Data records

>> Start

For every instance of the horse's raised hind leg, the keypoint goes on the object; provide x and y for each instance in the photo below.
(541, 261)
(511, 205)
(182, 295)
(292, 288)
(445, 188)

>> End

_What to produce_
Give the records above as a two-column CSV with the headers instruction and response, one row per record. Put its text in instruction and its answer in response, each as a single quoted field with line breaks changed to spaces.

_Final answer_
instruction,response
"For every instance of the horse's raised hind leg, the keypoint goes on the object; provide x and y for each instance in the photo below.","(541, 261) (511, 205) (182, 295) (292, 288) (445, 188)"